_DOCUMENT SECTION_
I spent one short year in that job, trying my best to master the art of perfumery. I made a lot of dumb mistakes, but seeing Oprah’s joy when she smelled her favorite fragrance made all of them feel completely irrelevant. Looking back, I understand what it meant to sell “more than just fragrance”—that it had little to do with the raw materials or the top notes. The products were never really the point: What mattered most was that we were in the business of selling something completely abstract. What smells “good” or “floral” or “sweet” or “feminine” is entirely subjective, as is how a scent (and by proxy, its seller) makes someone feel.
It was hard to make anybody feel anything, let alone special, when I felt inadequate each time I walked into the workplace. I lied on my résumé, sure, but I also lied every time I stood at the sales counter. I was not chic or reserved, nor could I tell you about the artist who made the exorbitantly expensive blue mug on the sales desk. (OK fine, her name was Muriel Brandolini, and I hate that I remember that.) But weekend after weekend, I kept walking through the door, ready to brave another failure, ready to learn something new. Of course, now it’s easy to tell that I went to all of this trouble because I had something to prove—I was the ambitious, overly thirsty kid with his first big city job, and I was willing to do whatever it took to “make it” in the industry. Unfortunately, I would do so even if it meant contorting myself into somebody else entirely, something I absolutely wasn’t: chic, experienced, nonchalant. I wanted so badly to belong, when it was clear from the minute I lied to get the job in the first place: I didn’t.
I accepted the job at Saks the following morning. When I returned to the shop the next weekend, I was handed a card by my beaming manager. “You left quite an impression,” she said. There was a note addressed to Frédéric by Oprah Winfrey, explaining that she’d had outstanding service by his employee, Phillip, and wanted to thank him. I gave the card back with a huge, wide smile. Later that night, I offered my resignation.

_DATA SUPPLIED_

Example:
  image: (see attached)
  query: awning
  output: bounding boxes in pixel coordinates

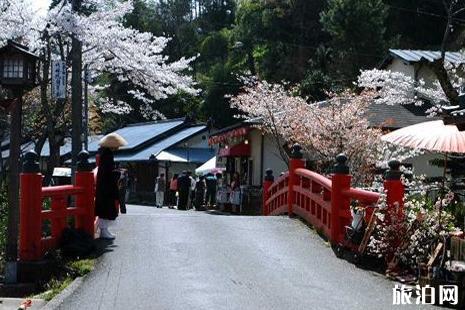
[218,143,250,157]
[208,127,250,145]
[195,156,226,175]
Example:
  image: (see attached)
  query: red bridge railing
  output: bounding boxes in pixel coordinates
[263,145,404,244]
[19,152,95,261]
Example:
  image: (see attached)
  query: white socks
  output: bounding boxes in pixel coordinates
[98,218,115,240]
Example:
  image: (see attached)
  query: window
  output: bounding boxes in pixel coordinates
[3,58,24,79]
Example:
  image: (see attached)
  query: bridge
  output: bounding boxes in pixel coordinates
[50,205,402,310]
[16,146,422,309]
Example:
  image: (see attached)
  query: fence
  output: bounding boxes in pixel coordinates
[19,151,95,261]
[263,145,404,244]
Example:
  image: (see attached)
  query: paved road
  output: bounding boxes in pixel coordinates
[56,206,434,310]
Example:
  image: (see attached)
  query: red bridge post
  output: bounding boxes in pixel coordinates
[330,154,352,244]
[76,151,95,236]
[19,151,42,261]
[384,160,405,217]
[287,143,305,216]
[263,169,274,215]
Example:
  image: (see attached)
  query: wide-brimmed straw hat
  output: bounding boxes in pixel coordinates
[98,133,128,149]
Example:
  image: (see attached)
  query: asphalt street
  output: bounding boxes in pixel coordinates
[56,206,434,310]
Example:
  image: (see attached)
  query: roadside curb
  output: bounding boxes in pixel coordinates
[41,276,85,310]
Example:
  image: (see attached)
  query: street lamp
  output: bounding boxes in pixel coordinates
[0,41,39,283]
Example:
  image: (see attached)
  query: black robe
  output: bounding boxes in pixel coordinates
[95,149,119,220]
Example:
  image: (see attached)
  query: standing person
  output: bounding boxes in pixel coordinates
[155,173,166,208]
[168,173,178,209]
[178,171,191,210]
[187,170,197,209]
[95,148,120,239]
[205,172,217,208]
[94,133,128,239]
[194,176,205,210]
[118,169,129,213]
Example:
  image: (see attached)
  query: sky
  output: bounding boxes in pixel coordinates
[30,0,51,14]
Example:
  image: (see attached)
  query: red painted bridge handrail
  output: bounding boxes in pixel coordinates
[263,152,404,244]
[19,165,95,261]
[295,168,332,190]
[42,185,84,198]
[342,188,380,204]
[269,171,289,191]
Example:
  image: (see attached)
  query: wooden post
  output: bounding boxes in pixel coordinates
[330,154,352,245]
[76,151,95,237]
[384,160,405,218]
[263,169,274,215]
[5,95,22,266]
[287,144,305,216]
[19,151,42,261]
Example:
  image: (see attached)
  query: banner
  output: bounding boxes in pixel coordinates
[52,60,66,99]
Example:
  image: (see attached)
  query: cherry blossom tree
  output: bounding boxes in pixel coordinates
[0,0,196,182]
[231,80,411,184]
[356,64,463,116]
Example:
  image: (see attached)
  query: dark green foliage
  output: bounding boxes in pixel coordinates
[102,0,464,130]
[201,63,241,127]
[321,0,388,79]
[0,186,8,272]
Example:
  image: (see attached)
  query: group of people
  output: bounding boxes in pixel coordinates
[155,171,221,210]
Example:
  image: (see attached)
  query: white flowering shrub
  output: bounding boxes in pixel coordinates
[367,176,456,269]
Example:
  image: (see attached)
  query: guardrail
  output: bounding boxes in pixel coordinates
[263,145,404,244]
[19,151,95,261]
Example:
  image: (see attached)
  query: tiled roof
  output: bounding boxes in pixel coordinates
[115,125,207,161]
[389,49,465,64]
[367,104,431,129]
[89,118,184,152]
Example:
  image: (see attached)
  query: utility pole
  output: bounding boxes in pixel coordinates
[5,93,22,283]
[71,0,82,175]
[84,65,90,151]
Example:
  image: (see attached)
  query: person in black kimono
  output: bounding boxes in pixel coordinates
[178,171,191,210]
[95,147,120,239]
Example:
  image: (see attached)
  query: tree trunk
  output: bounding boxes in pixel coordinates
[429,59,459,105]
[6,91,22,264]
[44,135,61,185]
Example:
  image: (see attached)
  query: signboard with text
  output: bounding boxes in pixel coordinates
[52,60,66,99]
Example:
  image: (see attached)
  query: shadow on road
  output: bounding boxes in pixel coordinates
[90,238,117,258]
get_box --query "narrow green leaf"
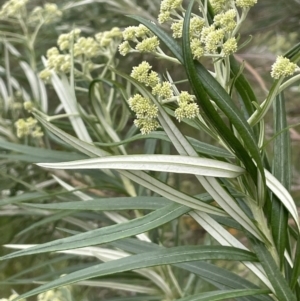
[0,204,191,260]
[252,240,297,301]
[265,170,300,232]
[271,92,291,267]
[130,16,264,195]
[290,234,300,290]
[35,115,226,215]
[0,140,86,162]
[230,55,258,118]
[112,238,273,301]
[176,289,271,301]
[22,196,171,211]
[183,1,265,195]
[95,131,234,158]
[16,246,257,301]
[37,154,245,178]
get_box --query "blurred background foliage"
[0,0,300,300]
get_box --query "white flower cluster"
[28,3,63,24]
[39,27,122,81]
[119,24,159,56]
[0,0,28,19]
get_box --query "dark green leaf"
[0,204,191,260]
[252,239,297,301]
[271,93,291,267]
[16,246,257,300]
[112,238,272,301]
[177,289,270,301]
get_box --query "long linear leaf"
[182,1,265,196]
[0,204,191,260]
[37,155,245,178]
[16,246,257,301]
[265,170,300,232]
[110,71,263,239]
[0,140,86,162]
[111,238,273,301]
[252,240,297,301]
[95,131,234,158]
[129,16,264,192]
[22,196,171,211]
[271,92,291,267]
[35,115,226,213]
[176,289,270,301]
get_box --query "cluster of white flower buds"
[39,27,122,81]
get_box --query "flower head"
[214,9,236,31]
[222,38,237,56]
[135,36,159,52]
[235,0,257,8]
[0,0,28,19]
[152,82,173,99]
[271,55,297,79]
[118,41,132,56]
[14,117,44,138]
[130,61,152,84]
[175,91,199,122]
[128,94,158,119]
[134,118,159,135]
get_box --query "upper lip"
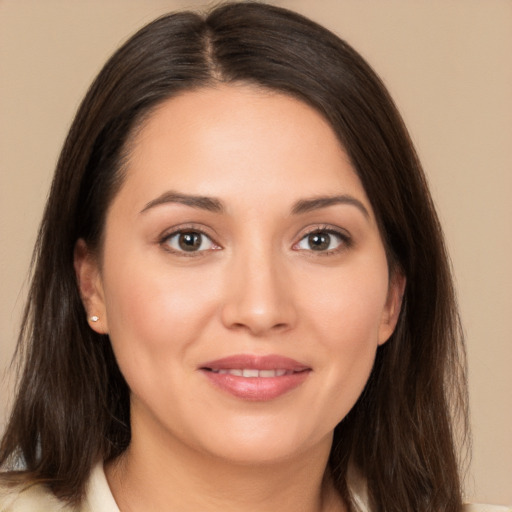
[200,354,311,372]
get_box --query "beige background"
[0,0,512,504]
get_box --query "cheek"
[101,253,216,377]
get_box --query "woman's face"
[75,85,403,462]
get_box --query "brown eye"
[178,232,202,251]
[308,233,331,251]
[163,231,217,252]
[294,229,350,254]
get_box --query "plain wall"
[0,0,512,504]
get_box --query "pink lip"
[199,354,311,401]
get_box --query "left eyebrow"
[140,190,224,213]
[292,194,370,219]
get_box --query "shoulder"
[0,485,75,512]
[0,463,119,512]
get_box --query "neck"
[106,412,345,512]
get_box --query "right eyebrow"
[140,190,224,213]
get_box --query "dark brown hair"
[0,2,466,512]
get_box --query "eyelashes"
[159,225,352,257]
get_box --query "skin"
[75,85,405,512]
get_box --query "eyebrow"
[292,194,370,219]
[141,191,224,213]
[141,190,370,219]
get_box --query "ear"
[73,239,108,334]
[379,269,406,345]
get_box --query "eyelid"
[292,224,353,256]
[157,223,222,257]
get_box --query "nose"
[221,247,297,337]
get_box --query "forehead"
[114,84,365,214]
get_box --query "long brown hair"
[0,2,467,512]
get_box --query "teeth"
[208,368,293,379]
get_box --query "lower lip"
[201,370,311,402]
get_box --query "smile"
[210,368,294,379]
[199,354,312,402]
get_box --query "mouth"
[199,354,312,401]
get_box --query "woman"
[0,4,506,512]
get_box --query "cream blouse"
[0,464,512,512]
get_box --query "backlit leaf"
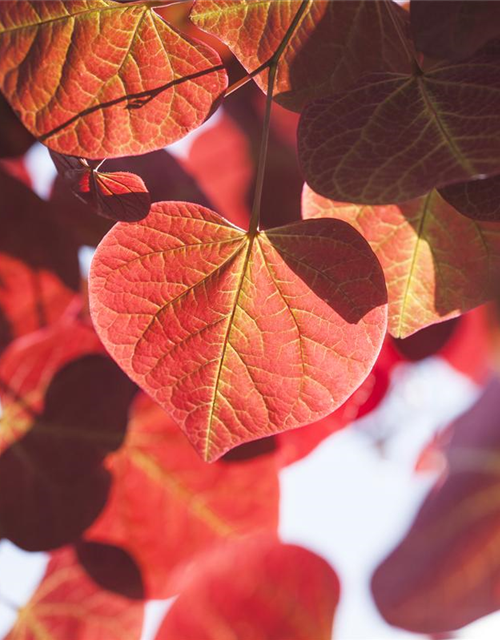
[5,549,144,640]
[298,58,500,204]
[410,0,500,60]
[190,0,410,111]
[156,537,340,640]
[439,176,500,222]
[86,395,279,598]
[90,202,387,461]
[303,187,500,338]
[0,0,227,159]
[372,379,500,633]
[51,151,151,222]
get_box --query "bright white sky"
[8,131,500,640]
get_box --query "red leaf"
[303,188,500,338]
[86,395,279,598]
[51,151,151,222]
[298,58,500,204]
[372,380,500,633]
[439,176,500,222]
[410,0,500,60]
[5,549,144,640]
[190,0,410,111]
[156,538,340,640]
[90,202,387,461]
[0,0,227,159]
[0,172,80,349]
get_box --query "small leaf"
[5,548,144,640]
[439,176,500,222]
[85,394,279,598]
[156,537,340,640]
[298,58,500,204]
[303,187,500,338]
[410,0,500,60]
[190,0,410,111]
[0,0,227,159]
[75,540,144,600]
[372,379,500,633]
[90,202,387,461]
[51,151,151,222]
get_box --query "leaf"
[0,355,135,551]
[0,314,134,550]
[85,394,279,598]
[0,0,227,159]
[75,540,145,600]
[439,176,500,222]
[0,94,34,158]
[298,57,500,204]
[410,0,500,60]
[51,151,151,222]
[190,0,410,111]
[90,202,387,461]
[156,537,340,640]
[0,171,80,350]
[303,188,500,338]
[372,379,500,633]
[5,548,144,640]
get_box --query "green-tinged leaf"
[303,187,500,338]
[90,202,387,461]
[190,0,410,111]
[0,0,227,158]
[298,58,500,204]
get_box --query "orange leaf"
[0,0,227,158]
[190,0,410,111]
[86,395,279,598]
[156,537,340,640]
[303,187,500,338]
[372,379,500,633]
[5,548,144,640]
[90,202,387,461]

_INSTRUCTIONS_
1 – From the perfume shop excerpt, extract the passage between "I accepted the" and "offered my resignation.", inclusive.
2 – Answer these questions from the perfume shop excerpt:
(a) How long did the narrator stay in the job?
(b) What was the name of the artist who made the blue mug on the sales desk?
(c) To whom was Oprah Winfrey's note addressed?
3 – Do these statements agree with the perfume shop excerpt? Answer yes or no for each, and quote the words that decide it.
(a) The narrator lied on a résumé.
(b) The narrator turned down the job at Saks.
(c) The narrator kept the card from Oprah Winfrey.
The entries aren't needed for anything here.

_LIST OF ANSWERS_
1 –
I accepted the job at Saks the following morning. When I returned to the shop the next weekend, I was handed a card by my beaming manager. “You left quite an impression,” she said. There was a note addressed to Frédéric by Oprah Winfrey, explaining that she’d had outstanding service by his employee, Phillip, and wanted to thank him. I gave the card back with a huge, wide smile. Later that night, I offered my resignation.

2 –
(a) One short year.
(b) Muriel Brandolini.
(c) Frédéric.

3 –
(a) Yes: "I lied on my résumé, sure"
(b) No: "I accepted the job at Saks the following morning."
(c) No: "I gave the card back with a huge, wide smile."